#### WHAT IS REQUIRED
Set down every entry exactly as given. Pictures are to be left out.

#### RECORDS PROVIDED
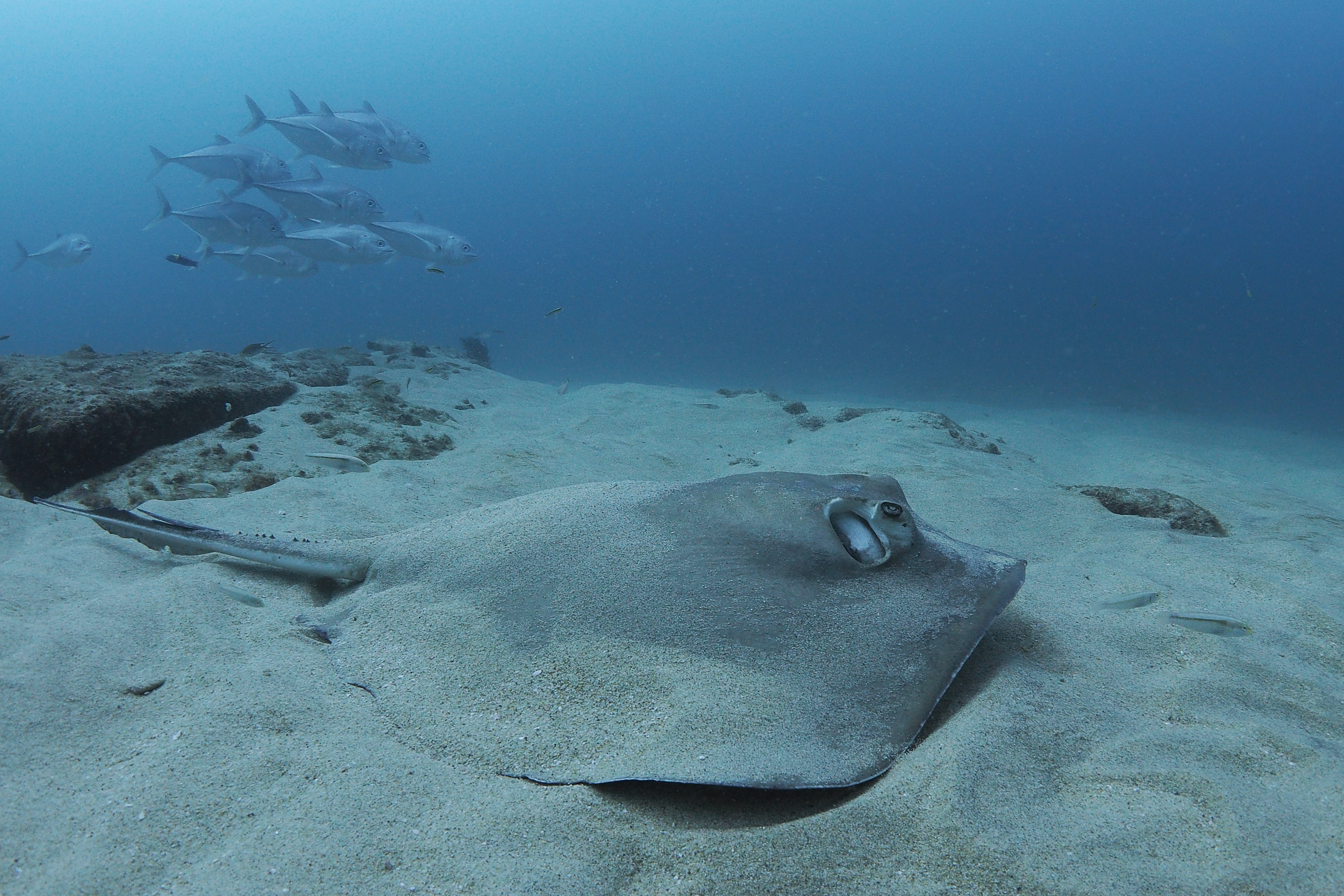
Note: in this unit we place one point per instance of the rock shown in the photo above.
(318, 366)
(1184, 515)
(476, 351)
(69, 418)
(960, 434)
(244, 429)
(855, 413)
(394, 347)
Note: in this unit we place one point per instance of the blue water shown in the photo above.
(1125, 203)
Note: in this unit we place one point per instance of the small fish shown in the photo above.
(343, 463)
(1131, 601)
(241, 597)
(1207, 624)
(66, 250)
(142, 691)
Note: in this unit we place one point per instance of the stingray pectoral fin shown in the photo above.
(161, 532)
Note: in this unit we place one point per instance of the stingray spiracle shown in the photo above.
(870, 531)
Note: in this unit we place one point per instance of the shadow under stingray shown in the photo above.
(1011, 637)
(709, 807)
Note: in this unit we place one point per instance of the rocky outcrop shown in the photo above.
(68, 418)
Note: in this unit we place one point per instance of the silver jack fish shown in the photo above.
(66, 250)
(320, 199)
(342, 245)
(424, 241)
(276, 262)
(224, 222)
(324, 135)
(398, 139)
(228, 160)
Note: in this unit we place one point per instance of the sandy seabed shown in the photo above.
(1080, 751)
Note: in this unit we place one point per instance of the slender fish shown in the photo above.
(241, 597)
(343, 463)
(1207, 624)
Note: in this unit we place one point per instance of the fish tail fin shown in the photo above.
(165, 210)
(161, 160)
(259, 118)
(245, 182)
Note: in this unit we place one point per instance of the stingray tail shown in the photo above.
(159, 532)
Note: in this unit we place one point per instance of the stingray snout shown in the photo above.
(870, 531)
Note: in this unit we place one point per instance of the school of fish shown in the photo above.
(316, 218)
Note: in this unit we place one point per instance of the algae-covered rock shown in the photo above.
(68, 418)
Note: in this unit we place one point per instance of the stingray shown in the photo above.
(773, 631)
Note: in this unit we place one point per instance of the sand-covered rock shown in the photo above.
(69, 418)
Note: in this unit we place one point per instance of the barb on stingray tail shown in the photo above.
(159, 532)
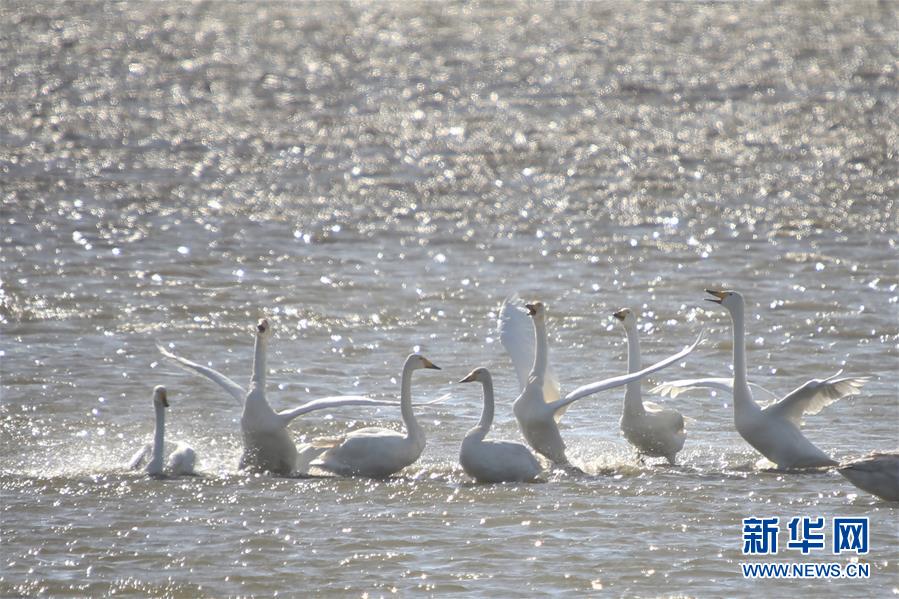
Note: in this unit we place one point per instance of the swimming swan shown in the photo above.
(536, 409)
(494, 461)
(378, 452)
(182, 459)
(773, 430)
(653, 430)
(268, 447)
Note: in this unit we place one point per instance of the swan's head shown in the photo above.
(626, 316)
(536, 309)
(416, 361)
(263, 328)
(477, 375)
(160, 396)
(729, 299)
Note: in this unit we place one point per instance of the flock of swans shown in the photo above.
(653, 431)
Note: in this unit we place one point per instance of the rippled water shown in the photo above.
(376, 179)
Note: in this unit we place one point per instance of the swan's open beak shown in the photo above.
(470, 378)
(719, 295)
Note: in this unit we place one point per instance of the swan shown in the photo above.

#### EXERCISE RESULT
Note: in this unit we place one point per instance of the rock shown in the photo above.
(318, 366)
(1184, 515)
(476, 351)
(69, 418)
(960, 434)
(244, 429)
(855, 413)
(394, 347)
Note: in this unit we place one point per instance of the blue water shown in the photo above.
(1125, 203)
Note: in this unit we place one point per instance of the small fish shown in the photo above.
(343, 463)
(1131, 601)
(241, 597)
(1207, 624)
(66, 250)
(142, 691)
Note: in this unit we place one point per instance of the stingray pectoral fin shown in the photo above.
(161, 532)
Note: in this unit we place one point per instance of the stingray spiracle shown in the photo above.
(870, 531)
Note: in this unit we place one point per instance of the shadow under stingray shown in the photo above.
(1011, 637)
(709, 807)
Note: in this unit we place one point per instance of the rocky outcrop shown in the photo above.
(68, 418)
Note: in this unit we place one point per instance of the silver jack fish shown in the photo above.
(66, 250)
(320, 199)
(342, 245)
(424, 241)
(276, 262)
(224, 222)
(324, 135)
(398, 139)
(228, 160)
Note: in this unit we place one point per instance of the sandy seabed shown in the photo above.
(1080, 751)
Note: in this unit we place one point per instance of the slender fish shown in the photo above.
(241, 597)
(343, 463)
(1207, 624)
Note: in this unit we place one point per instance of the fish tail fin shown in the photo above.
(165, 210)
(161, 160)
(259, 118)
(245, 182)
Note: in this unit we place one point per instance of the stingray tail shown in the photo above.
(159, 532)
Note: in this unit we place one point per instance of the stingray snout shown in the photo above.
(870, 531)
Note: in this unit we place one point per instance of the school of fish shown in the photo above.
(316, 218)
Note: in this unit we place one point per instance of the algae-covered rock shown in the photo above.
(68, 418)
Note: in this unit we place one point per instance of the stingray shown in the photo above.
(773, 631)
Note: in this unit we place one point per instance of the sand-covered rock shown in the photo above.
(69, 418)
Note: in this unit we place one point per instance of the barb on stingray tail shown in the photo above.
(159, 532)
Note: in this unit we place one point per instance of the swimming swan shown in the photo above.
(536, 409)
(494, 461)
(378, 452)
(182, 459)
(773, 430)
(653, 430)
(268, 447)
Note: in this unit we place one point per instance of the swan's head shown in the photo above.
(626, 316)
(536, 309)
(416, 361)
(263, 328)
(477, 375)
(160, 396)
(729, 299)
Note: in this unit we place one point per instance of the flock of swans shown in the photo above.
(653, 431)
Note: in this unit we place one point per instance of the rippled water shown in the photo above.
(376, 179)
Note: in this unit we place one point per instance of the swan's open beak shown in the photo above.
(470, 378)
(719, 295)
Note: in this unit we place one point per instance of the swan shown in the photo above.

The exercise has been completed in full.